TRABAJO POR COMPLETAR =>
[1] Indica si cada afirmación coincide con el texto sobre el Papa Luna: (a) el concilio de Constanza condenó a Benedicto XIII en su 37ª sesión; (b) San Vicente Ferrer pronunció su sermón en Zaragoza; (c) según Benedicto XIII, la sustracción de obediencia causa al rey cuatro peligros o daños. Responde sí o no en cada caso y cita textualmente las palabras que lo deciden.
[2] Repite sin cambios el fragmento del texto sobre el Papa Luna que va desde "Los peligros o" hasta "y dignidad real.", ambos incluidos.

TEXTO DE ORIGEN =>
_ _ _ _

Rendirse al poder del mundo (XXV)

La traición de Fernando de Antequera y su hijo Alfonso el Magnánimo

Para desgracia del Papa Luna, a Pisa le sucedió el concilio de Constanza que, en su 37ª sesión (27 de julio de 1417), llegó a condenarle, excomulgarle y deponerle, previo el abandono de su obediencia por parte de la nación hispana, escenificado en el reino de Aragón el día de Epifanía de 1416 con el sermón de San Vicente Ferrer en Perpiñán. Ante esa penosa circunstancia y sin tardanza, tras la muerte del rey Fernando de Antequera, respondió Benedicto XIII con un breve tratado titulado Super horrendo et funesto casu obediencie pape substracte in regno aragonie, es decir: Sobre el horrendo y funesto caso de la sustracción de la obediencia al papa en el Reino de Aragón. En este opúsculo defenderá su legitimidad pontificia, lanzará anatema contra el monarca y a cuantos, secundando los decretos reales, se aparten de su pontificia obediencia. Señalará también Benedicto XIII las perniciosas consecuencias de la sustracción y reclamará al nuevo rey la reintegración de la obediencia que le negó su padre, el desagradecido Fernando de Antequera, al que D. Pedro de Luna hizo rey de Aragón en el Compromiso de Caspe.

Dirigiéndose pues al rey Alfonso el Magnánimo (novo regi incipienti regnare: al nuevo rey que empieza a reinar), el papa Luna recuerda que también  están obligados los prelados a considerar el especial vínculo con el que están obligados (atados) a Dios y a la Iglesia universal… y por consiguiente al Romano pontífice, su vicario universal sobre la tierra y cabeza de la misma Iglesia en el lugar de Cristo… Deben también atender cuán obligados están al nuevo Rey que empieza a reinar… Están obligados también a considerar los peligros que puedan derivarse de la susodicha sustracción de la obediencia… tanto para el Rey como para el Reino y sobre todo para los mismos prelados… Y no se maraville el Rey si los prelados insisten ante él sobre esta materia y le requieran conforme a la doctrina del bienaventurado Pablo, no sólo oportunamente, sino también importunamente.

Fernando de Antequera, rey de Aragón

Los peligros o daños al rey que produce la sustracción de obediencia son tres, según Benedicto XIII: primero, el horrendo peligro de perder la propia conciencia; segundo, la infamia de una depravada intención de ambición y avaricia; tercero, el grave detrimento de su propio estado y dignidad real.

_ _ _ _

Entradas de señalamiento de objetos con nombre:
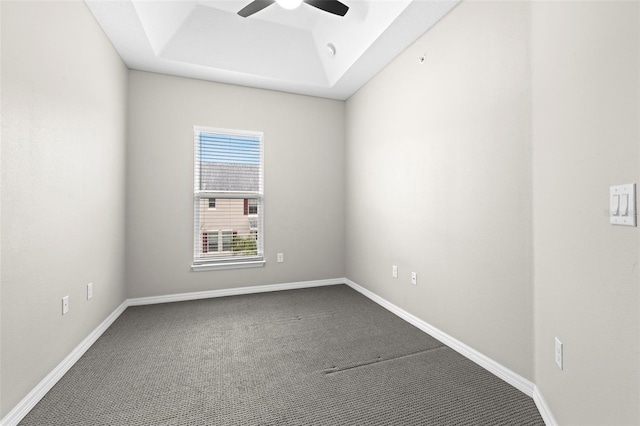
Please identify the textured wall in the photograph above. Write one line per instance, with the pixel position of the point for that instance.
(304, 175)
(438, 181)
(586, 85)
(63, 169)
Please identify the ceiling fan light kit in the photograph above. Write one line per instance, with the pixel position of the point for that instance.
(289, 4)
(332, 6)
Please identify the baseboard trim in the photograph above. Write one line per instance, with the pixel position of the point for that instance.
(28, 402)
(519, 382)
(482, 360)
(543, 408)
(181, 297)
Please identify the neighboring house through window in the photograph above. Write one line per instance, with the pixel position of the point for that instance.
(228, 194)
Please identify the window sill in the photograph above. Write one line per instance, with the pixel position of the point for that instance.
(229, 265)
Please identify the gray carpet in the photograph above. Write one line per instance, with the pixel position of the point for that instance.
(319, 356)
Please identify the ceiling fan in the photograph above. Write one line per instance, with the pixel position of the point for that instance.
(331, 6)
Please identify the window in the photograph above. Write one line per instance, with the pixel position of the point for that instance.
(250, 206)
(228, 195)
(210, 241)
(253, 206)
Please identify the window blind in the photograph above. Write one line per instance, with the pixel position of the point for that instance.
(228, 197)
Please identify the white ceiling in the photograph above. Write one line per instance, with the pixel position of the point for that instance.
(275, 49)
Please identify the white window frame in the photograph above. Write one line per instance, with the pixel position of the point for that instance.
(202, 264)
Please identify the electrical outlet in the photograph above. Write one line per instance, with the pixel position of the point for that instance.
(559, 354)
(65, 305)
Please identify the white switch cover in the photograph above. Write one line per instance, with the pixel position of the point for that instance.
(622, 205)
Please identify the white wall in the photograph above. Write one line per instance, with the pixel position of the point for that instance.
(304, 176)
(63, 170)
(586, 87)
(439, 181)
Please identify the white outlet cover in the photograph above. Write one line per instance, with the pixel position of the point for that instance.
(65, 305)
(558, 353)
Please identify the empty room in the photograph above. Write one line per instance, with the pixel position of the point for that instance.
(319, 212)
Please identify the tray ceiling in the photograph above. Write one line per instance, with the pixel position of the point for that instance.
(277, 49)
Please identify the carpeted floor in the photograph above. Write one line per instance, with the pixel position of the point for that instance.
(319, 356)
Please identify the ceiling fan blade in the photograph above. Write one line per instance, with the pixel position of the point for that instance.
(254, 6)
(331, 6)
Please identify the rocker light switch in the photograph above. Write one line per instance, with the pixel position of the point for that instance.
(622, 201)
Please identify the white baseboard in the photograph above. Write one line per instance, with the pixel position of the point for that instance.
(181, 297)
(545, 411)
(485, 362)
(519, 382)
(28, 402)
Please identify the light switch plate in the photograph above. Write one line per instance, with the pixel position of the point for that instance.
(622, 205)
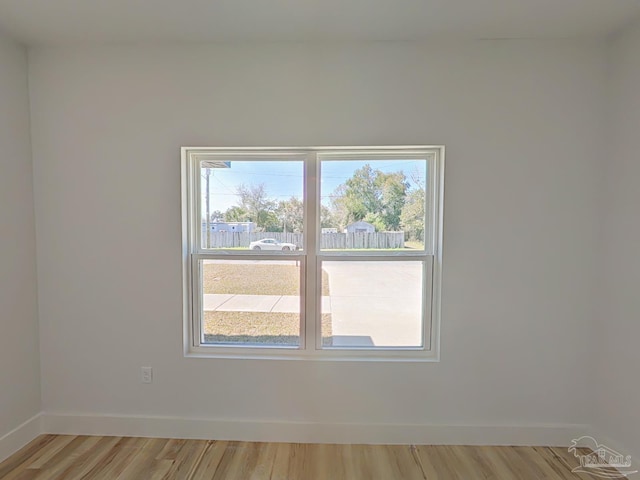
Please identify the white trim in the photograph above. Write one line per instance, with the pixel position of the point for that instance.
(306, 432)
(310, 347)
(603, 439)
(20, 436)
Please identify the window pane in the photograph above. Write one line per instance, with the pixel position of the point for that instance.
(251, 302)
(376, 204)
(372, 303)
(252, 205)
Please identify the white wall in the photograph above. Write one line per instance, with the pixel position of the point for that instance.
(618, 387)
(520, 120)
(19, 357)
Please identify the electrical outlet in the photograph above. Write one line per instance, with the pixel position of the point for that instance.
(147, 374)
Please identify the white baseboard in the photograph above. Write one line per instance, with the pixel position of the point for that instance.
(17, 438)
(299, 432)
(604, 439)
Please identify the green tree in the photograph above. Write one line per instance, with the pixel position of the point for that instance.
(412, 218)
(236, 214)
(291, 215)
(373, 196)
(258, 207)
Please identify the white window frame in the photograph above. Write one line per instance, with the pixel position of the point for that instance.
(311, 256)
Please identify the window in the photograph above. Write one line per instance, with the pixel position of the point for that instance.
(313, 253)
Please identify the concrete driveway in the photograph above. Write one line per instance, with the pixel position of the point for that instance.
(371, 303)
(375, 303)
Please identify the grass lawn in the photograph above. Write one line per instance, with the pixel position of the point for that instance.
(258, 328)
(269, 328)
(255, 279)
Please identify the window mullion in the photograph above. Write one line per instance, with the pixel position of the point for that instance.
(312, 212)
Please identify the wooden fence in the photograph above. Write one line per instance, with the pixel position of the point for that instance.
(378, 240)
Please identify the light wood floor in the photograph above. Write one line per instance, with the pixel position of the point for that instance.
(110, 458)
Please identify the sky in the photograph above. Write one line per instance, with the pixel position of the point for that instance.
(284, 179)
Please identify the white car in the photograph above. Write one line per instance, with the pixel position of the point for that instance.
(272, 244)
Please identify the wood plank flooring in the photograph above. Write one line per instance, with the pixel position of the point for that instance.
(58, 457)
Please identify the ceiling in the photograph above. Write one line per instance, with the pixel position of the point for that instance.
(43, 22)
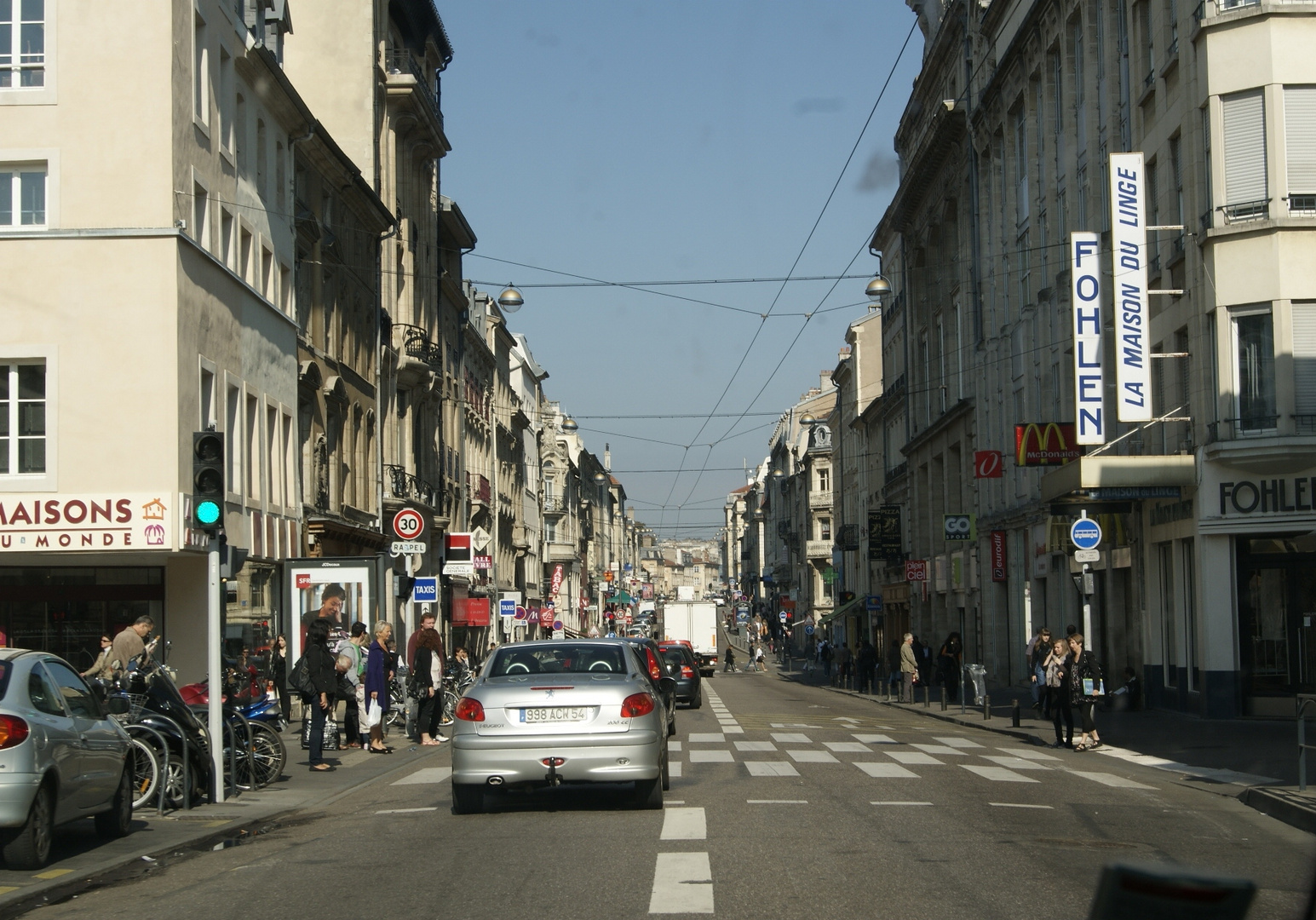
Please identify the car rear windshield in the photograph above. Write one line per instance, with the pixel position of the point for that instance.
(562, 658)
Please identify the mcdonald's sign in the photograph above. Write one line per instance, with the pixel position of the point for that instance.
(1045, 444)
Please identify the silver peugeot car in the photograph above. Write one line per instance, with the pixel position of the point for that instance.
(62, 757)
(564, 711)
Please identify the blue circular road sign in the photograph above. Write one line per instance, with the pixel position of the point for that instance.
(1086, 533)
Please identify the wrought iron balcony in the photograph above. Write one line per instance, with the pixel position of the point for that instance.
(415, 342)
(405, 485)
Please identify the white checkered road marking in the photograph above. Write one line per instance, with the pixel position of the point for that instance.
(997, 774)
(770, 769)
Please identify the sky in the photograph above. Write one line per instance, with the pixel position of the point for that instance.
(669, 141)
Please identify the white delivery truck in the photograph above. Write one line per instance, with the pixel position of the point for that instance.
(693, 622)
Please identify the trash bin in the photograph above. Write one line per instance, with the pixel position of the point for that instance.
(977, 676)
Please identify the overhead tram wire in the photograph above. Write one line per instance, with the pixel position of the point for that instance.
(801, 254)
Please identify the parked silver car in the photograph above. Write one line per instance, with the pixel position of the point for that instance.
(553, 712)
(62, 757)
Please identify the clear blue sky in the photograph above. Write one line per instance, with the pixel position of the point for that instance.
(664, 141)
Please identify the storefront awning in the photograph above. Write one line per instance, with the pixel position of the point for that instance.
(1112, 471)
(853, 607)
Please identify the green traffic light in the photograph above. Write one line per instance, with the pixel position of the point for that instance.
(207, 512)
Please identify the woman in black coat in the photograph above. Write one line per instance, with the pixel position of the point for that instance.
(1084, 680)
(324, 678)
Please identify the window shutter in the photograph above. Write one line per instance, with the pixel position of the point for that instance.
(1301, 139)
(1304, 359)
(1245, 147)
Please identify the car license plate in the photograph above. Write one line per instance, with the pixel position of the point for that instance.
(555, 714)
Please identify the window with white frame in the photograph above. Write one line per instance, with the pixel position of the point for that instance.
(23, 43)
(1255, 369)
(23, 195)
(23, 417)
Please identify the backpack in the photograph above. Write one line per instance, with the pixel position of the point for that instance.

_ _ _ _

SOLUCIONES POR TAREA =>
[1]
(a) Sí: «en su 37ª sesión (27 de julio de 1417), llegó a condenarle, excomulgarle y deponerle».
(b) No: «con el sermón de San Vicente Ferrer en Perpiñán».
(c) No: «Los peligros o daños al rey que produce la sustracción de obediencia son tres».

[2]
Los peligros o daños al rey que produce la sustracción de obediencia son tres, según Benedicto XIII: primero, el horrendo peligro de perder la propia conciencia; segundo, la infamia de una depravada intención de ambición y avaricia; tercero, el grave detrimento de su propio estado y dignidad real.